Short task
Count the lines in the records below that contain the string "white" and give only that number.

Object location annotation data
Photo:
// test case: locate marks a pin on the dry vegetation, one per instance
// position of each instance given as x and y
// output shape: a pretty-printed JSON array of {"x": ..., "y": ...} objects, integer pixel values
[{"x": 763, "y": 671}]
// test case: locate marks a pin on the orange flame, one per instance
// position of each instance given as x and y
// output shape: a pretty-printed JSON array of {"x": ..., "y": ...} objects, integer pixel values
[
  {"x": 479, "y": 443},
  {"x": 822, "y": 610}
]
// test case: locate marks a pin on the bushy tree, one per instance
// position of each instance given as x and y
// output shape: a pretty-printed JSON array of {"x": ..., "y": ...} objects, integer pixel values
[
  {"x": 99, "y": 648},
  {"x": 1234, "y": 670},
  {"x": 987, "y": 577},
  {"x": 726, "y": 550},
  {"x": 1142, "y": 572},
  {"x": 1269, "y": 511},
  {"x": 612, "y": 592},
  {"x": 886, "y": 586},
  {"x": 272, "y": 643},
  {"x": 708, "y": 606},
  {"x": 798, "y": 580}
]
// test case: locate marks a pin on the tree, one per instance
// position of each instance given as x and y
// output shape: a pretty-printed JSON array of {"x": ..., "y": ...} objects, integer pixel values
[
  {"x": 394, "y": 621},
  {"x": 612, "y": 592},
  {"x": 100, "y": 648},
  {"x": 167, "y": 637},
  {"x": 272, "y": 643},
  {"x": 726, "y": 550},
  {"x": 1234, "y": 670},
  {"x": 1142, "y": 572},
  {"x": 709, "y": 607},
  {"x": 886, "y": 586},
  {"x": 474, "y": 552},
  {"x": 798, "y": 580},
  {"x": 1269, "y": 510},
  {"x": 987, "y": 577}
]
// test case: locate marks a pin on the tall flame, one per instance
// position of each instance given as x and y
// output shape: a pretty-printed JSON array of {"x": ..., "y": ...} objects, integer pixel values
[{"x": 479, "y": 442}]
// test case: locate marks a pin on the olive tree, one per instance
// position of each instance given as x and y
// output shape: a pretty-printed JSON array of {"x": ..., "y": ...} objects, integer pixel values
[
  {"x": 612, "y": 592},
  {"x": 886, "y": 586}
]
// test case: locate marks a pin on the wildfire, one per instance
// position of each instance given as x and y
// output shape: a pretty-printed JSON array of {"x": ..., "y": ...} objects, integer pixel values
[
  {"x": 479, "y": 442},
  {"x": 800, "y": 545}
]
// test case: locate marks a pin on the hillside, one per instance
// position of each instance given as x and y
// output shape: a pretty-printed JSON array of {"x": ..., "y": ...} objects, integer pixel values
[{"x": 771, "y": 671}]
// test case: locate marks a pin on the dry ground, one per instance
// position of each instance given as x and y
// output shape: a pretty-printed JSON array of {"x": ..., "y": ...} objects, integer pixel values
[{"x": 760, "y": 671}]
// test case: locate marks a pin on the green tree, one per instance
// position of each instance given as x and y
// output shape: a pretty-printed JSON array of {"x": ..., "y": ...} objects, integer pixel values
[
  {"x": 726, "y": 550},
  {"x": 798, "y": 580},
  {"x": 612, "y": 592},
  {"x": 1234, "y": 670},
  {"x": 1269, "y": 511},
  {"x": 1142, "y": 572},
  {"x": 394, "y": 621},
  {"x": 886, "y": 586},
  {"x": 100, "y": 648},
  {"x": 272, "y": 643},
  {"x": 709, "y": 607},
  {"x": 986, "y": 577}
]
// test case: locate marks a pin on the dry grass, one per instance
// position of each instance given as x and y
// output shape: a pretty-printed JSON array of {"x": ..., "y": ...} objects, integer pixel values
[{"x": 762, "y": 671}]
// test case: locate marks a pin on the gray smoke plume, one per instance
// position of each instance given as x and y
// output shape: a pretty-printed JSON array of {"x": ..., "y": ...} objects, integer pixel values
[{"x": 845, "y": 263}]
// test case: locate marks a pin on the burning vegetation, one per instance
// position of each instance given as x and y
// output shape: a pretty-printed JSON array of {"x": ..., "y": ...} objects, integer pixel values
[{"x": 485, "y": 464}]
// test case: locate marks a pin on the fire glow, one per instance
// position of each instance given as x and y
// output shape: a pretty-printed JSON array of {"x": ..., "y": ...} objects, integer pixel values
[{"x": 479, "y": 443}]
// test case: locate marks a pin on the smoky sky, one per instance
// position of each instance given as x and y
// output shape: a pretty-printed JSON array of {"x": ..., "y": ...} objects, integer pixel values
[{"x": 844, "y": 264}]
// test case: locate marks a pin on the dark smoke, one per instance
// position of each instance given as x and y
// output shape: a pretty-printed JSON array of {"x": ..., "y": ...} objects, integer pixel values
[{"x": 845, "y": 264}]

---

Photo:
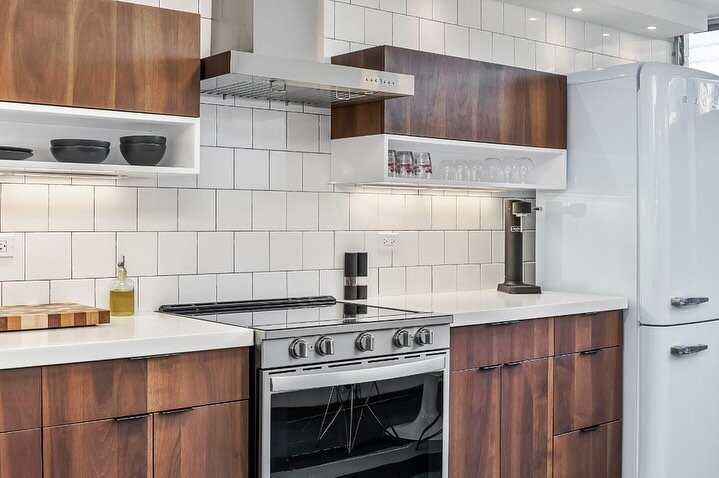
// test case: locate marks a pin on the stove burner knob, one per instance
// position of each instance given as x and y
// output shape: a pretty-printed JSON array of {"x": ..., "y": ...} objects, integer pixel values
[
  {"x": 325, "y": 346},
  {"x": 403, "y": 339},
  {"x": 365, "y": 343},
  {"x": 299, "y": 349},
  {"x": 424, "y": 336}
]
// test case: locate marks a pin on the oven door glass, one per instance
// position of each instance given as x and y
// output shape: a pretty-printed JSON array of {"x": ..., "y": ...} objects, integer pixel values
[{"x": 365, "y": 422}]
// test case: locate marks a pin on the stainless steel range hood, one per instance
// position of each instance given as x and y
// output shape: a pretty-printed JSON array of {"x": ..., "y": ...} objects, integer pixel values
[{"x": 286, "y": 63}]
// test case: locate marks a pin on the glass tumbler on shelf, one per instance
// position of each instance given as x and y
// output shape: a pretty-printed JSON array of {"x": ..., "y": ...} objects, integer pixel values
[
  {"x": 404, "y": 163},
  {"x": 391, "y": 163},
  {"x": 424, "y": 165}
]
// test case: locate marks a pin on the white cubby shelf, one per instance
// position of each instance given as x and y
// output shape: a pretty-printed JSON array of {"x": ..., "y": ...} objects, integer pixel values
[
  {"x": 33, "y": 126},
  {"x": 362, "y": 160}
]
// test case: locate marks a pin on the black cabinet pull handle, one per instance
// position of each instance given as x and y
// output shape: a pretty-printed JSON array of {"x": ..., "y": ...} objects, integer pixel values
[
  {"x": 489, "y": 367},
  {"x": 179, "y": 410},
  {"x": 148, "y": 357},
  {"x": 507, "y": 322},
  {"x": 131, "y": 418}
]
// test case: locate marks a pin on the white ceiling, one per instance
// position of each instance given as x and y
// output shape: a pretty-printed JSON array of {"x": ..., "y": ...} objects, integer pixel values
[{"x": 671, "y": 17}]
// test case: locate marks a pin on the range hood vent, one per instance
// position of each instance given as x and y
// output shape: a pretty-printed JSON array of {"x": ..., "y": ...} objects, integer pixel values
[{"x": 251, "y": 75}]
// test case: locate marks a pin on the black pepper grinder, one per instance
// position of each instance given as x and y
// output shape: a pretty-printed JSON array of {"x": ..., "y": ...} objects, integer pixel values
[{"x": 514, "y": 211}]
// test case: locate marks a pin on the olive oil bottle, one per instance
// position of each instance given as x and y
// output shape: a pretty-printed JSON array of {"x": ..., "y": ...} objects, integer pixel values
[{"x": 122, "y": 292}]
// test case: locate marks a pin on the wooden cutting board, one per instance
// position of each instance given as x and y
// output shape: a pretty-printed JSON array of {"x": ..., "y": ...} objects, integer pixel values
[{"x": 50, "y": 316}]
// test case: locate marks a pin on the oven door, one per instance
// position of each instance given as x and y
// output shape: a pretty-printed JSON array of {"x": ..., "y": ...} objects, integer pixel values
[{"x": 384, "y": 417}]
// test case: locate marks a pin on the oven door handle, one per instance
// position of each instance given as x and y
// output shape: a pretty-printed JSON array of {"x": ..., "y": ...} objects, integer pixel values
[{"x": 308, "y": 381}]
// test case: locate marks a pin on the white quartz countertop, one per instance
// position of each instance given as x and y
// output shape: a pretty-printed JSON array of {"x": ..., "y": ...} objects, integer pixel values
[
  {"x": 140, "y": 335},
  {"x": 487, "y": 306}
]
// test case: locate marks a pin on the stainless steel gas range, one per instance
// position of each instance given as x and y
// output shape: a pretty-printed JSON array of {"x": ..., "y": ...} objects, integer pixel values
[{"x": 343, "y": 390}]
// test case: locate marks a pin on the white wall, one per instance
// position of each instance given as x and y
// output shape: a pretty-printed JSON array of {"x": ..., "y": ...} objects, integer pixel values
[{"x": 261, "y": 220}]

==

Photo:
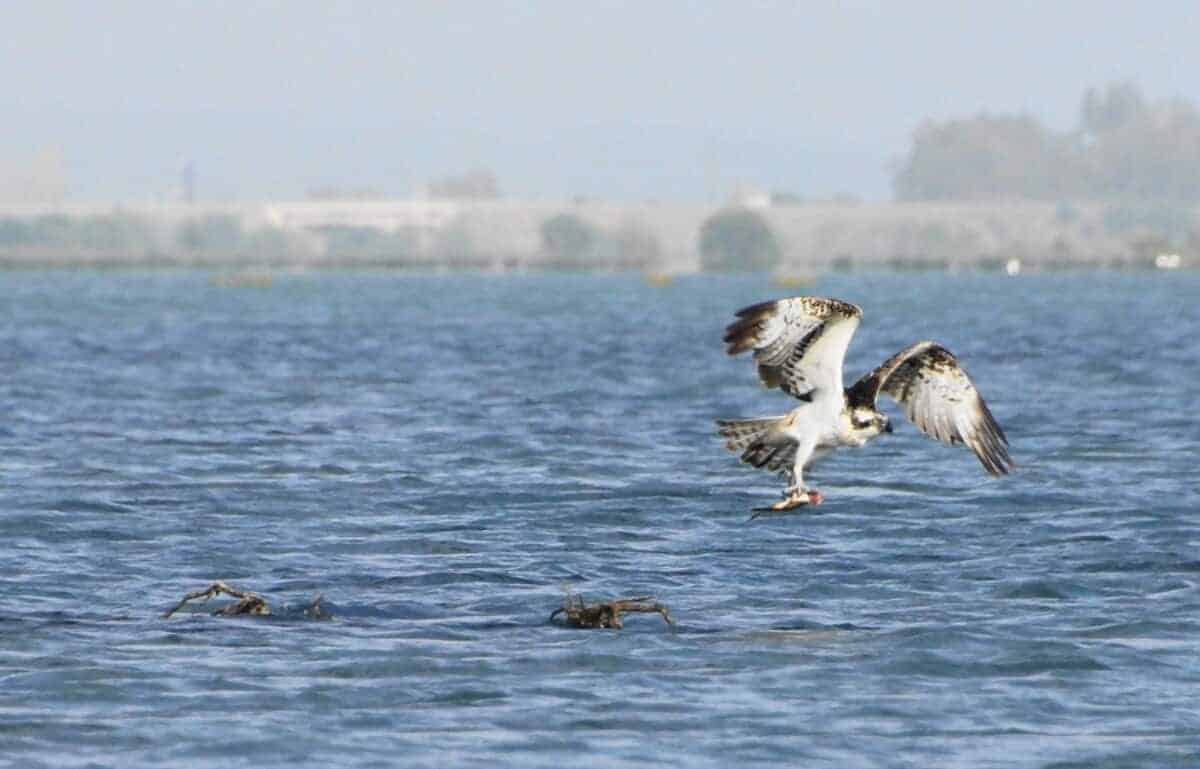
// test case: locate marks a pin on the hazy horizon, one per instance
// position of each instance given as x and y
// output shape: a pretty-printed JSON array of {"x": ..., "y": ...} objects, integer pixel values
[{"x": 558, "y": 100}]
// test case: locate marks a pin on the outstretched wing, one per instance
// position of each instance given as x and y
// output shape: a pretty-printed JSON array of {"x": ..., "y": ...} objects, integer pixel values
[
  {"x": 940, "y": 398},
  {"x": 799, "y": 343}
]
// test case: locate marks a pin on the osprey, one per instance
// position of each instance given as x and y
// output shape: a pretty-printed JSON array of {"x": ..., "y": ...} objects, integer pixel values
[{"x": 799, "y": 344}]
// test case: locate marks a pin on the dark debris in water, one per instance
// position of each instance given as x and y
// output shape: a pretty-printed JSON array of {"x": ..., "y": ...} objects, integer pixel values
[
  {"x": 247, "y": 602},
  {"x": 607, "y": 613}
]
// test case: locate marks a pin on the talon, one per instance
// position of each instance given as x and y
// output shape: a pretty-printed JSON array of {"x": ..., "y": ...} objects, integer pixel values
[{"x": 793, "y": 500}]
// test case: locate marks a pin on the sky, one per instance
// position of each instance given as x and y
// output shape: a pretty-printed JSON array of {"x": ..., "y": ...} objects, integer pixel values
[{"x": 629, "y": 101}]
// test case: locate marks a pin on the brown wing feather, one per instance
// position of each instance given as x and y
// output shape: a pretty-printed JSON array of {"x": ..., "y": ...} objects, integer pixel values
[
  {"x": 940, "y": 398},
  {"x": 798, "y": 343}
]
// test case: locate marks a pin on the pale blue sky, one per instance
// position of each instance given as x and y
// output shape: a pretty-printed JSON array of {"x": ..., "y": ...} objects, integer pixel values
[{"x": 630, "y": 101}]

Task answer
4